● About this task: From the line containing "of the horizontal" through the final line of the records, reproduce every line exactly.

··· Material supplied ···

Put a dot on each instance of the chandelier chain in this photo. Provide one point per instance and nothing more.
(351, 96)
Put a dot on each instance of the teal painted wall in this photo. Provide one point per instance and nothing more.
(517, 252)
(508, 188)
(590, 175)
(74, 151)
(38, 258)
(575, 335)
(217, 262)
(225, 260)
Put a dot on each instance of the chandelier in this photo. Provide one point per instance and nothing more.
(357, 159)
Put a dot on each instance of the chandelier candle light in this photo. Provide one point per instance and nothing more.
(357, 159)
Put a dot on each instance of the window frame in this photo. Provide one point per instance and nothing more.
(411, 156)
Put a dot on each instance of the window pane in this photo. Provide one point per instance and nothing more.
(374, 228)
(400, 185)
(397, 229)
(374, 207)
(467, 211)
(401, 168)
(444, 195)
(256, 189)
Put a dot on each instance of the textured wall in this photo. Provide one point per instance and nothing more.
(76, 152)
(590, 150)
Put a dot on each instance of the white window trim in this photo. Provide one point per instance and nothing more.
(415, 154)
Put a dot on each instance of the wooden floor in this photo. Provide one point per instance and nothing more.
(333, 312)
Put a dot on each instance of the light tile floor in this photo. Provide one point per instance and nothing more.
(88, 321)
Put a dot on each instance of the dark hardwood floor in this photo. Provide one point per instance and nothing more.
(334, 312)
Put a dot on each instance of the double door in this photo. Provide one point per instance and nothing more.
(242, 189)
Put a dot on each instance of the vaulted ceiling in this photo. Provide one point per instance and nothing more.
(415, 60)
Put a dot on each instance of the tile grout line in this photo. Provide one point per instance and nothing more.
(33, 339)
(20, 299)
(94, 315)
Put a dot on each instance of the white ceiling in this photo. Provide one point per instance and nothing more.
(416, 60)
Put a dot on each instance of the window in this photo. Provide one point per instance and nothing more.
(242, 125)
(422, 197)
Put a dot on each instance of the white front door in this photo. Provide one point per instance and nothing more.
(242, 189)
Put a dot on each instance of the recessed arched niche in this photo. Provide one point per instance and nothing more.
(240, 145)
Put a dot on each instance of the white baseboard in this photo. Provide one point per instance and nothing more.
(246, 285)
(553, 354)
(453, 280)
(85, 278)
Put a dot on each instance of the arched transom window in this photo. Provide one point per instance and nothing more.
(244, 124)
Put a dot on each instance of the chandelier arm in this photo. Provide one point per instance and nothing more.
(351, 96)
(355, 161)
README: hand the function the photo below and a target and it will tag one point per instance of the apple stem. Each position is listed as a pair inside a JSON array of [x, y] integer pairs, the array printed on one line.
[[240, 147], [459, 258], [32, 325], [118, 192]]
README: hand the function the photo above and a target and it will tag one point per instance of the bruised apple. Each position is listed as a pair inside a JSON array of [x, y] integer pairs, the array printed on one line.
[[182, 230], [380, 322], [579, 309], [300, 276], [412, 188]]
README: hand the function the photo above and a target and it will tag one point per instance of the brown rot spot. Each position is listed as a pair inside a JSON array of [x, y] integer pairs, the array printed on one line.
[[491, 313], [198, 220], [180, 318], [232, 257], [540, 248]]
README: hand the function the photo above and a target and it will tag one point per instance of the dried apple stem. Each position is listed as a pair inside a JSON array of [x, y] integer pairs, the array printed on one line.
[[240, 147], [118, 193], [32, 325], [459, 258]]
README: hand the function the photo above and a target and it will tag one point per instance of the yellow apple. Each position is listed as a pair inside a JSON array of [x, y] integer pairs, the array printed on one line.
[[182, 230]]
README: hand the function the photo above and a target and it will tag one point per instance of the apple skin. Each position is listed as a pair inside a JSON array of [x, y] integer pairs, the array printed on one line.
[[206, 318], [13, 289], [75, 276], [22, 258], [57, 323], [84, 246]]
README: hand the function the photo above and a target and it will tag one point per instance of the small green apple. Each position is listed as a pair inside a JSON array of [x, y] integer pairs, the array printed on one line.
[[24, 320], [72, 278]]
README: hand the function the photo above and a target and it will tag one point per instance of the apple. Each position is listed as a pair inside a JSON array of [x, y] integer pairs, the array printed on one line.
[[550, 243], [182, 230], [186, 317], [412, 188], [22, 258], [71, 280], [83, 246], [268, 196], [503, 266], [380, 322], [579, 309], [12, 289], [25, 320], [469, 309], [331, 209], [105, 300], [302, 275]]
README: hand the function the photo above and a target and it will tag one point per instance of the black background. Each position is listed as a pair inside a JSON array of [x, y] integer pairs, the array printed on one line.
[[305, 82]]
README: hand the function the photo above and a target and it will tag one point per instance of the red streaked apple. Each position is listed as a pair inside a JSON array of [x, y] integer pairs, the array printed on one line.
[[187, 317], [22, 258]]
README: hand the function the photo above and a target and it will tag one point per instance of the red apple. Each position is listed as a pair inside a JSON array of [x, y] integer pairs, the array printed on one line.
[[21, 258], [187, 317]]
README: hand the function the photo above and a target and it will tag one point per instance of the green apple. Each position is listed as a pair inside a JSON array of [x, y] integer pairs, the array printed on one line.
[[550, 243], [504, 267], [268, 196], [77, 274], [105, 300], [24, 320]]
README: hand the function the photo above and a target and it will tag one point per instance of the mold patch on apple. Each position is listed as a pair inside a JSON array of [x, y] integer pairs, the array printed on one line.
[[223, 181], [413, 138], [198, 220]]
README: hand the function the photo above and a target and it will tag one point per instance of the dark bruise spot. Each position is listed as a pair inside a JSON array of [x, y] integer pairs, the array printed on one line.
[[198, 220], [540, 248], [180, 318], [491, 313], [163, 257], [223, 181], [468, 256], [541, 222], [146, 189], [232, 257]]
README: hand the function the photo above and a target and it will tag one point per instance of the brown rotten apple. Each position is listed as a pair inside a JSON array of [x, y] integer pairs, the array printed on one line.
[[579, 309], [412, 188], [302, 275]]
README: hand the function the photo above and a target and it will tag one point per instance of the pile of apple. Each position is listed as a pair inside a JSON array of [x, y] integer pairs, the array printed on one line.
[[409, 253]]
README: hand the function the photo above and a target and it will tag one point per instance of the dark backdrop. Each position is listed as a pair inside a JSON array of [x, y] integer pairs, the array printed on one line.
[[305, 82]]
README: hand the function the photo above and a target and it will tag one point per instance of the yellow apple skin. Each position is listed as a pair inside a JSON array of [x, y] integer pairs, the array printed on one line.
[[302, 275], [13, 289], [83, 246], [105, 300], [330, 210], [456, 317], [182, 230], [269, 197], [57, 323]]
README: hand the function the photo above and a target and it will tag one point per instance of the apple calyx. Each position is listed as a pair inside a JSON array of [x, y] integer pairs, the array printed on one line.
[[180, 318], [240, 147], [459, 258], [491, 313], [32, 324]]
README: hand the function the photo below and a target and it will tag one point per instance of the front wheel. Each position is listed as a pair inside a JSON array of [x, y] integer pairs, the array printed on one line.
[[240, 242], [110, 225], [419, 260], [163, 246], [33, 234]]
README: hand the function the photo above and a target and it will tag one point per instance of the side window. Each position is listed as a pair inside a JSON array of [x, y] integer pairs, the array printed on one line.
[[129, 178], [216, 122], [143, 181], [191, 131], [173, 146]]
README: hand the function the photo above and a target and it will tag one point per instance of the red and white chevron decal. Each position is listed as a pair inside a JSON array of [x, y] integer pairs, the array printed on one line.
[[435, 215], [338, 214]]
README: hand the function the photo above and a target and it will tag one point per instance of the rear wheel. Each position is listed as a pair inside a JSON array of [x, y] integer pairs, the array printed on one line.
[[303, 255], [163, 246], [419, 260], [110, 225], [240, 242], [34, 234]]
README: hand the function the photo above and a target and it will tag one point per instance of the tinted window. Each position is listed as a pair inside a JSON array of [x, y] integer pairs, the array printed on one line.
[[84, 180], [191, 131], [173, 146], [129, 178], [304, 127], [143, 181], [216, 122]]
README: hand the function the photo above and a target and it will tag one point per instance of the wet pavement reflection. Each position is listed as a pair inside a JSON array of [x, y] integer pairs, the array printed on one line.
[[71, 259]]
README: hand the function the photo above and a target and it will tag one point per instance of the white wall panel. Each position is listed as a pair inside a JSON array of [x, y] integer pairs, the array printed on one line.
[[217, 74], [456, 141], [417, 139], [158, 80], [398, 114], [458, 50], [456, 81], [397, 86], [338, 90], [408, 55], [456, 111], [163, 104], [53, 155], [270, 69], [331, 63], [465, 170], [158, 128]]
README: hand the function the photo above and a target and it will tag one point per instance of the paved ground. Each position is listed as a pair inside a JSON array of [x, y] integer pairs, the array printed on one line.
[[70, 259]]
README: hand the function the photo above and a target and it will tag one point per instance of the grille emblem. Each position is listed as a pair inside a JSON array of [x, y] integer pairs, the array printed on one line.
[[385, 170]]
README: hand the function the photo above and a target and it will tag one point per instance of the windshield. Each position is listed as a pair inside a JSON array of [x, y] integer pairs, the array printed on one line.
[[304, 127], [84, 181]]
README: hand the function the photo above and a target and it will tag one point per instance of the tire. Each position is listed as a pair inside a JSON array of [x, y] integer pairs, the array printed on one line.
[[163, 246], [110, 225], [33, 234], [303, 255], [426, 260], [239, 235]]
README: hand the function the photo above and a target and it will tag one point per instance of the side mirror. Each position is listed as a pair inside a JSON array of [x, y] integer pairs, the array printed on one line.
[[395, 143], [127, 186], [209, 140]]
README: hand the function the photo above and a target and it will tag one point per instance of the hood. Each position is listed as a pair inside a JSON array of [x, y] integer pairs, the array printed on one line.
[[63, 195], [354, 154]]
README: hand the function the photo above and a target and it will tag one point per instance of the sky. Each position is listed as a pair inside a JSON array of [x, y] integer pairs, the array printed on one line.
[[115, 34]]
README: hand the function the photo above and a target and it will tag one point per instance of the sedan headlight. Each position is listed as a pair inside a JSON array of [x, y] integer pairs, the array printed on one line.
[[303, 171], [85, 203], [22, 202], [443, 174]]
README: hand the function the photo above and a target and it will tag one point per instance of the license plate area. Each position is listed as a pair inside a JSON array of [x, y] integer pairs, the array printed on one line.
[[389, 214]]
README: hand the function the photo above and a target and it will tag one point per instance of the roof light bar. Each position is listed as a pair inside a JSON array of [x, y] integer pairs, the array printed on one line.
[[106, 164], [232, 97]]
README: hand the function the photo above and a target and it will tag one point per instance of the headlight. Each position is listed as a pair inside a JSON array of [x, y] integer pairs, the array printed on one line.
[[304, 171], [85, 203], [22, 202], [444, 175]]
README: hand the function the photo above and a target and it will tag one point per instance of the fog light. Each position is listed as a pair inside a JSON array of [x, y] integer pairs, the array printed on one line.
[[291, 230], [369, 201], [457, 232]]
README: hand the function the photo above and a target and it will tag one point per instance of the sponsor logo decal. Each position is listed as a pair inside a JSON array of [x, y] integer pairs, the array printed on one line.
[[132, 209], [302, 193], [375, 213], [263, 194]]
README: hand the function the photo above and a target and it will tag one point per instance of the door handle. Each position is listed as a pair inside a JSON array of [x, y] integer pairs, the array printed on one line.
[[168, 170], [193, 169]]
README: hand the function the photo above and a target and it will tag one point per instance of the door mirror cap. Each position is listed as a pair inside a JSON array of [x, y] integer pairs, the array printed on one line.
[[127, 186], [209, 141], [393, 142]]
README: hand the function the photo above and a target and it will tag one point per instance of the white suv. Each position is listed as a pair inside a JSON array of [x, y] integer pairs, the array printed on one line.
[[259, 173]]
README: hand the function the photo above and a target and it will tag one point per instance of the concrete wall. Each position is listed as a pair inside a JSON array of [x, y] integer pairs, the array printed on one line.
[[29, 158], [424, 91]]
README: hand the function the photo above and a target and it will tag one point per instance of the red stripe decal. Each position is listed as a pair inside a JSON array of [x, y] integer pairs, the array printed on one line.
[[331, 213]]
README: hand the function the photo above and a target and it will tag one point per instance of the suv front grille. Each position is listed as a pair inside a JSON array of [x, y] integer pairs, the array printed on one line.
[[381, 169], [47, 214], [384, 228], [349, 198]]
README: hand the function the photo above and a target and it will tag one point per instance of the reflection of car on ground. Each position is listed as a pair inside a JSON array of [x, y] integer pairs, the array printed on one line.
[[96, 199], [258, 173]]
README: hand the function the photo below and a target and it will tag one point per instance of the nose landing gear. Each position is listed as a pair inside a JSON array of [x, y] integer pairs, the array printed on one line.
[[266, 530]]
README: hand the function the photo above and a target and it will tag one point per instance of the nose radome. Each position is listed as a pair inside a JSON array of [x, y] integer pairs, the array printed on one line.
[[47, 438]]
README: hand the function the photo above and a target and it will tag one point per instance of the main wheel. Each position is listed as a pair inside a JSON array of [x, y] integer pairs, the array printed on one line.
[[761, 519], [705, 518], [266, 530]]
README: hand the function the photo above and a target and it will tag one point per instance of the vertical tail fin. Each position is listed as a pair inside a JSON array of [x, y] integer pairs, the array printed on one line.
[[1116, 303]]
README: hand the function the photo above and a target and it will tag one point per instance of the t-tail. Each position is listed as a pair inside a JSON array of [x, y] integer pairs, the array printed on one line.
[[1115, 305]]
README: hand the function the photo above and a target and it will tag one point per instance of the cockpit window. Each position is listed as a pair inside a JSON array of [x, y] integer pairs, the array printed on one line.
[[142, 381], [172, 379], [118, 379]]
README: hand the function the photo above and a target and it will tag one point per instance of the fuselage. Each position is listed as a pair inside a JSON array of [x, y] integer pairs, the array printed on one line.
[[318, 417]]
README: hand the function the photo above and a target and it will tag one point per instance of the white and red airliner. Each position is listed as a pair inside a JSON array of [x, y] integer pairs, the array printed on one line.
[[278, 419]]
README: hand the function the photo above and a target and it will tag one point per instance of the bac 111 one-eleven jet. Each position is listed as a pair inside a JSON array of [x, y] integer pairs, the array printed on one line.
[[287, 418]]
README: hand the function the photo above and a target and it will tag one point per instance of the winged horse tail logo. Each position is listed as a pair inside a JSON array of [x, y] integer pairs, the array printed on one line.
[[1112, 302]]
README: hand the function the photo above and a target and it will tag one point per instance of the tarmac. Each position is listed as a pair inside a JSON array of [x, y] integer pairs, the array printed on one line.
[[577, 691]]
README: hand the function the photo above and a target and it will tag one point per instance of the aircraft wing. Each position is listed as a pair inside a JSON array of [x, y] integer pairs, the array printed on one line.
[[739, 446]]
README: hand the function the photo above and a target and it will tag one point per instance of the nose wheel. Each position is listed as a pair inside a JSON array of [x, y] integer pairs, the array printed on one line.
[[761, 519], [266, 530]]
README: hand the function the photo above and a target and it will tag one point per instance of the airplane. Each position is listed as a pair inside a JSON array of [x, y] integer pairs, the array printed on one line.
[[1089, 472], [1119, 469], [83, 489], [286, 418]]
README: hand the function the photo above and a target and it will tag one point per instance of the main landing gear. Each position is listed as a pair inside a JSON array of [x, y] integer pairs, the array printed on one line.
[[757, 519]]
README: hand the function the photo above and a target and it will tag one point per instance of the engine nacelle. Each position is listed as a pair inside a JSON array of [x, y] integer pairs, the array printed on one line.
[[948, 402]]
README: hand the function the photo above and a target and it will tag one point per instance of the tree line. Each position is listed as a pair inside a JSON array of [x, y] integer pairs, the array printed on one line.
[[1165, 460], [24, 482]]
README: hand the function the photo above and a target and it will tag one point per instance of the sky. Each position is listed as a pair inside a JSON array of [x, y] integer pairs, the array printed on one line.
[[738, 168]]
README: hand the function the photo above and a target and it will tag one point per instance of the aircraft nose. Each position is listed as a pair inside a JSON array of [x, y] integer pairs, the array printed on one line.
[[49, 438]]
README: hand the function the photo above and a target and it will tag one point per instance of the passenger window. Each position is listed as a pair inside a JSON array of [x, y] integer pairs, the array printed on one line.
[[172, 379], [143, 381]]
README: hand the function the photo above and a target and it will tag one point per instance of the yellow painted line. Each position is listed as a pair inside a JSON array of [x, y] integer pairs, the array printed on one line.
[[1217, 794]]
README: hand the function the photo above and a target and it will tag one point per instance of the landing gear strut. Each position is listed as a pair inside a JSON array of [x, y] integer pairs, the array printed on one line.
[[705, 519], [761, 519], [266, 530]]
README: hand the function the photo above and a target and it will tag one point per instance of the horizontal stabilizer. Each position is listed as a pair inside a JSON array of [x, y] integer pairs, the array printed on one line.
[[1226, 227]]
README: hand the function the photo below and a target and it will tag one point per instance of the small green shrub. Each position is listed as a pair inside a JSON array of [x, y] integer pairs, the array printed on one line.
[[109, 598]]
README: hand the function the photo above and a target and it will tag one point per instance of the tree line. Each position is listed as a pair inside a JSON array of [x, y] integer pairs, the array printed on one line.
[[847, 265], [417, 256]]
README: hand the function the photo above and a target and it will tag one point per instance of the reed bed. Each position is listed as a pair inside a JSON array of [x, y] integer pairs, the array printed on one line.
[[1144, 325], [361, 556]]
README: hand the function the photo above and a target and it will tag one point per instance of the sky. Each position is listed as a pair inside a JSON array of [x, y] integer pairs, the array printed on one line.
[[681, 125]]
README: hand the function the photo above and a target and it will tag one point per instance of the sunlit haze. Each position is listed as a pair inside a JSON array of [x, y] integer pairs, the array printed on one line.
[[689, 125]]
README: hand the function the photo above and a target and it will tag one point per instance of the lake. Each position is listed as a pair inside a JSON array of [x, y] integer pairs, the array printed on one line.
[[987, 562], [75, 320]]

···

● Task response:
README: hand the function the photo above and a target and it will tag one point per instance of the horizontal stabilizer. Each position is listed as a pair inside a JSON array of [x, y] integer pairs, the array printed on one line.
[[1226, 227]]
README: hand the function the photo below and a target and it will tag one point per instance of the small green shrub. Each position is listed as a pair inside a JSON array of [x, y] integer pairs, the array printed on one line.
[[109, 598]]
README: hand the function the photo above and a target and it will tag one point per instance of the tree line. Each position is listed as a pair inside a JSON array of [x, y] integer pairs, the array printed on one line.
[[847, 265], [417, 256]]
README: hand the function the photo above and a target and it will tag one point per instance of the reed bed. Each position is listed as a pair inside a JSON array of [x, y] integer pairs, the array printed on one line.
[[1144, 325], [361, 556]]
README: hand the function the photo above and a target and it will tag one point per instance of the sky. Each position is listed as a pair inside a JSON array of [x, y] integer pairs, the array printed on one line.
[[681, 125]]
README: hand the function the photo above and a target and it will tag one point per instance of the sunlit haze. Each position is listed as a pair inside a JSON array of [x, y] integer pairs, the array printed on one line.
[[689, 125]]
README: hand the function the photo above and a target and it will tag one point per instance of the lake. Each position is listed as a pair inside a JSON array of [x, y] integer pairs, the array printed on one line.
[[987, 562], [75, 320]]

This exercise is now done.